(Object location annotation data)
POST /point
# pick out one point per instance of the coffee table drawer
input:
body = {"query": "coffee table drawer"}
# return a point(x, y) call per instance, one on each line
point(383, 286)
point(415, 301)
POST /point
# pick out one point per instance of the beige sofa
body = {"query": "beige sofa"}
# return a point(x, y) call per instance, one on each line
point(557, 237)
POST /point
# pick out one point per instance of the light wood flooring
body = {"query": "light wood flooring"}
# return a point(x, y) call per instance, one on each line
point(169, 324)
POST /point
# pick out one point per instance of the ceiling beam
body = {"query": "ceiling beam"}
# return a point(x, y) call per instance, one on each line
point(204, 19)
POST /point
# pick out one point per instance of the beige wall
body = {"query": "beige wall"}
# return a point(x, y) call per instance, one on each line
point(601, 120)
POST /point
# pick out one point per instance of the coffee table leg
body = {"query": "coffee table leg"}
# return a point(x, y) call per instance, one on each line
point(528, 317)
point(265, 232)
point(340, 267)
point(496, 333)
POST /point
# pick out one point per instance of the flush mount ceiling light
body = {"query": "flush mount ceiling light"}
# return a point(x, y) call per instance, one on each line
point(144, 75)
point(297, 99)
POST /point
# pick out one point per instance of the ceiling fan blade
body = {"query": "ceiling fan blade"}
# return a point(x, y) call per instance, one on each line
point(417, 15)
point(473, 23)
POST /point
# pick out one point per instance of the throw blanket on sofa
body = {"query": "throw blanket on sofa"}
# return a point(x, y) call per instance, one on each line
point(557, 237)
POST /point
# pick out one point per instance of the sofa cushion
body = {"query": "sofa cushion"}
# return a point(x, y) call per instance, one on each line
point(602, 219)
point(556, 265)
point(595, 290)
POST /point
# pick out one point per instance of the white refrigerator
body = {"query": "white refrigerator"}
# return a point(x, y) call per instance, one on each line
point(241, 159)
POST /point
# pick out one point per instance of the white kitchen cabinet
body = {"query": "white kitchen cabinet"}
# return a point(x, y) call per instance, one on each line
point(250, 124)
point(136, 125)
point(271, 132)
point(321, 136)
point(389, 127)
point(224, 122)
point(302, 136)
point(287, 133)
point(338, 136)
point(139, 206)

# Do this
Identify every line in the items above that contains the word "pick", and copy each of those lines.

# Response to this task
# pick out one point per instance of the coffee table drawer
# pick out one point per instance of the beige sofa
# pick out one point per instance of the light wood flooring
# pick out one point per instance of the ceiling beam
# pick out one point per instance of the beige wall
# pick out one point per instance of the coffee table leg
# pick out one point per instance of the flush mount ceiling light
# pick out one point per instance of the ceiling fan blade
# pick out one point per instance of the throw blanket on sofa
# pick out one point per instance of the sofa cushion
# pick out one point per instance of the white refrigerator
# pick out one point per instance of the white kitchen cabinet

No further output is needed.